# Task brief:
Every word of the data must be reproduced in your reply exactly.

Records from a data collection
::::::::

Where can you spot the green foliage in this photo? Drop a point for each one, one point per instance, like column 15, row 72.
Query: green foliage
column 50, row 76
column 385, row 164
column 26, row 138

::::::::

# Solved problem:
Where can you spot the green foliage in this photo? Drop a point for each one, one point per instance, like column 15, row 72.
Query: green foliage
column 50, row 76
column 385, row 164
column 26, row 138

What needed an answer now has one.